Instructions for the task —
Set down the records again, keeping each line exactly as it is.
▼
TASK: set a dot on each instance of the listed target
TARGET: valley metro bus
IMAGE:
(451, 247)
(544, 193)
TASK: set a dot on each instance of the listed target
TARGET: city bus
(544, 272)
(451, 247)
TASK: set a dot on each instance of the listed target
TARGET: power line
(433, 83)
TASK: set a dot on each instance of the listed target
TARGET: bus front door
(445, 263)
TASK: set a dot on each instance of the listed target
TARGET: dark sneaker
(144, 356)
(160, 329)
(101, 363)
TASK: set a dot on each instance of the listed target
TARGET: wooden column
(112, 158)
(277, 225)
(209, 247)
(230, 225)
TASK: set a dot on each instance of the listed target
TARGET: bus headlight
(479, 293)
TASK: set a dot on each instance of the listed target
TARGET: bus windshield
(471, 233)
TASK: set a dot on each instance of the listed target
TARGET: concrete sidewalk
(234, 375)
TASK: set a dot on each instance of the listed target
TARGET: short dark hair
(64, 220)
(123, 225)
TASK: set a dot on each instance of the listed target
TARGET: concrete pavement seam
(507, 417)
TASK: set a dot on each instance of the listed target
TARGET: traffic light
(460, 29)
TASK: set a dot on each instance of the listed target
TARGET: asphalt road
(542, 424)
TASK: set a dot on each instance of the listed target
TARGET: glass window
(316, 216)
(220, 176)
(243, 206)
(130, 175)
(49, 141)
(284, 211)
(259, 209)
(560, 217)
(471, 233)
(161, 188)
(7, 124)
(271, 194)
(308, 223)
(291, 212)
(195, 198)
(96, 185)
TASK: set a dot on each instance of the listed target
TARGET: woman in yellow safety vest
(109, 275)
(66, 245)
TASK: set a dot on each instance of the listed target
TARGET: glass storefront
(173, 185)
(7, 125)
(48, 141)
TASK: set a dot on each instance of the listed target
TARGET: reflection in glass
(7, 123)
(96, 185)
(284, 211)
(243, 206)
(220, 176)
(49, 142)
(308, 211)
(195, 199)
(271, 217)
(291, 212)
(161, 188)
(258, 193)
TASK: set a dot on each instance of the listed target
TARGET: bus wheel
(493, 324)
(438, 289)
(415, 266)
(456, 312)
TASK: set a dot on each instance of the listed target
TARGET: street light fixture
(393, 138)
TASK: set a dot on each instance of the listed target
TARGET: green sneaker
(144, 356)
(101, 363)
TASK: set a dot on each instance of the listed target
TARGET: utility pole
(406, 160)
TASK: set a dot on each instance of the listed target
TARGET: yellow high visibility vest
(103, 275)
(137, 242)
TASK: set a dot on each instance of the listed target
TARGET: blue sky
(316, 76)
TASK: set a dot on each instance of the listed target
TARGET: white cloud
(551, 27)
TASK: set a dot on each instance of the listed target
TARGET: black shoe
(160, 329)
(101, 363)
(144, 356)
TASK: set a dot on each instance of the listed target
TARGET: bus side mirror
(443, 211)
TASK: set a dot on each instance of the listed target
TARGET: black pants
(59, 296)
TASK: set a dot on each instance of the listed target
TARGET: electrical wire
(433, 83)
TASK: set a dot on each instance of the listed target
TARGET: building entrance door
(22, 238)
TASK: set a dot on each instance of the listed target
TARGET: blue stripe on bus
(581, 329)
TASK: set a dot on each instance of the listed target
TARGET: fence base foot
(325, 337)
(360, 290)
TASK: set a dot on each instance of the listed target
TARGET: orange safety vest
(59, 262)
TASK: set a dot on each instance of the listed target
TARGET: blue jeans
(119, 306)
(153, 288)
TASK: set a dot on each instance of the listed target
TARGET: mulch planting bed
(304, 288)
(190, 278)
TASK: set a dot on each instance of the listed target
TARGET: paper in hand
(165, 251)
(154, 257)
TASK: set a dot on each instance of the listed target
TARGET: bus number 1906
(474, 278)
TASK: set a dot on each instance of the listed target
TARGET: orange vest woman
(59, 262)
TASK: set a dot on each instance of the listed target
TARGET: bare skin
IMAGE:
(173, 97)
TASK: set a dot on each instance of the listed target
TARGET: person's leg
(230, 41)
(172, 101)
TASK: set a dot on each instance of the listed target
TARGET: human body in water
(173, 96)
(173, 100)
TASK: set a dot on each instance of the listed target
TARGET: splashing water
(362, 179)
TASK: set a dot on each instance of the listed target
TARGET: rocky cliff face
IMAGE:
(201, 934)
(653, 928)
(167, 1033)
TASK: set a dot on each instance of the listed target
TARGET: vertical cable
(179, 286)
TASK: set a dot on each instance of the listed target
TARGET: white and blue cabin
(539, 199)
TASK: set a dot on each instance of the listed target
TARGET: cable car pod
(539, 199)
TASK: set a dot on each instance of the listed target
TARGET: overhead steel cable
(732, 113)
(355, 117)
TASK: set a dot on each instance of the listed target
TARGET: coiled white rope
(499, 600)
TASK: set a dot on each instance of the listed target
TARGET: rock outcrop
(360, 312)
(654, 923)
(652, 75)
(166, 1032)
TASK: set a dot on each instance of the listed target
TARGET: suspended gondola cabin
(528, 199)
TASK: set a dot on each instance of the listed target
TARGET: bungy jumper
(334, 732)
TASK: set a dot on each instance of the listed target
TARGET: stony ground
▲
Solution to this exercise —
TASK: set a dot on each instance of the listed target
TARGET: valley metro bus
IMAGE:
(451, 247)
(544, 193)
TASK: set a dot on each instance of the listed target
TARGET: city bus
(544, 272)
(451, 247)
TASK: set a dot on each instance of the listed target
TARGET: power line
(433, 83)
TASK: set a dot on each instance of the listed target
TARGET: bus front door
(445, 263)
TASK: set a dot on each instance of the listed target
TARGET: dark sneaker
(144, 356)
(160, 329)
(101, 363)
TASK: set a dot on each instance of the listed target
TARGET: wooden column
(112, 158)
(277, 225)
(209, 247)
(230, 225)
TASK: set a dot on each instance of the listed target
TARGET: bus headlight
(479, 293)
TASK: set a dot on each instance of the listed target
TARGET: bus windshield
(471, 233)
TASK: set a dot on each instance of the listed target
TARGET: concrete sidewalk
(234, 375)
TASK: set a dot on each instance of the listed target
TARGET: short dark hair
(64, 220)
(123, 225)
TASK: set a dot on each instance of the listed target
TARGET: concrete pavement seam
(507, 417)
TASK: set a dot on each instance of the listed target
TARGET: traffic light
(460, 29)
TASK: set a dot on each instance of the listed target
TARGET: asphalt road
(542, 424)
TASK: set a dot on each instance of the listed target
TARGET: glass window
(316, 216)
(220, 176)
(243, 206)
(130, 175)
(49, 141)
(284, 211)
(259, 209)
(560, 217)
(471, 233)
(161, 188)
(7, 124)
(271, 194)
(308, 223)
(291, 212)
(195, 198)
(96, 185)
TASK: set a dot on each instance of the listed target
TARGET: woman in yellow safety vest
(109, 275)
(66, 245)
TASK: set a dot on each instance of the listed target
TARGET: glass storefront
(173, 185)
(7, 125)
(48, 141)
TASK: set a dot on each instance of the listed target
TARGET: reflection in glass
(7, 123)
(96, 185)
(284, 211)
(243, 206)
(220, 176)
(49, 142)
(308, 211)
(195, 199)
(271, 217)
(291, 212)
(161, 188)
(258, 193)
TASK: set a dot on each instance of the listed target
TARGET: bus wheel
(493, 324)
(438, 289)
(415, 266)
(456, 312)
TASK: set a dot on each instance of the listed target
TARGET: street light fixture
(393, 138)
TASK: set a dot on each instance of the listed target
TARGET: green sneaker
(144, 356)
(101, 363)
TASK: set a dot on each instance of the listed target
TARGET: utility pole
(406, 160)
TASK: set a dot on each instance of the listed target
TARGET: yellow high visibility vest
(103, 275)
(137, 242)
TASK: set a dot on each instance of the listed target
TARGET: blue sky
(316, 76)
TASK: set a dot on each instance of the listed target
TARGET: white cloud
(551, 27)
TASK: set a dot on each instance of the listed target
TARGET: black shoe
(160, 329)
(101, 363)
(144, 356)
TASK: set a dot on each instance of the listed target
TARGET: bus side mirror
(443, 211)
TASK: set a dot on each instance of the listed target
TARGET: black pants
(59, 296)
TASK: set a dot on each instance of the listed target
TARGET: electrical wire
(433, 83)
TASK: set a dot on each instance of the listed target
TARGET: building entrance door
(22, 238)
TASK: set a dot on each instance of the listed target
TARGET: blue stripe on bus
(581, 329)
TASK: set a dot on each instance of the listed target
TARGET: fence base foot
(325, 337)
(360, 290)
TASK: set a dot on each instance of the listed target
TARGET: orange safety vest
(59, 262)
TASK: set a dot on each instance of the listed target
TARGET: blue jeans
(119, 306)
(153, 288)
TASK: set a dot on each instance of the listed target
TARGET: mulch planting bed
(304, 288)
(190, 278)
TASK: set a dot on each instance of the listed target
TARGET: paper in hand
(165, 251)
(154, 257)
TASK: set a dot on each instance of the listed target
TARGET: bus number 1906
(474, 278)
TASK: set a dot on each instance of the listed target
TARGET: orange vest woman
(59, 262)
TASK: set a dot on each instance of the listed target
TARGET: bare skin
IMAGE:
(173, 97)
TASK: set a dot on each instance of the listed target
TARGET: person's leg
(230, 41)
(172, 101)
TASK: set a dot on each instance of the listed target
TARGET: human body in water
(173, 96)
(173, 100)
TASK: set a dot on each instance of the listed target
TARGET: splashing water
(362, 179)
TASK: set a dot on each instance of the listed target
TARGET: rocky cliff face
IMAGE:
(201, 934)
(653, 928)
(167, 1033)
TASK: set a dot on each instance of the listed target
TARGET: vertical cable
(179, 286)
TASK: set a dot on each instance of the listed target
TARGET: white and blue cabin
(539, 199)
TASK: set a dot on each instance of the listed target
TARGET: cable car pod
(539, 199)
TASK: set a dot on each instance of the listed target
TARGET: overhead steel cable
(732, 113)
(355, 117)
TASK: set a dot on each instance of the listed target
TARGET: coiled white rope
(499, 600)
TASK: set a dot on each instance of the listed target
TARGET: rock outcrop
(360, 312)
(654, 923)
(652, 75)
(166, 1032)
TASK: set a dot on each instance of the listed target
TARGET: suspended gondola cabin
(528, 199)
TASK: set a dot on each instance of the listed target
TARGET: bungy jumper
(334, 732)
TASK: set a dot on each instance of the listed target
TARGET: stony ground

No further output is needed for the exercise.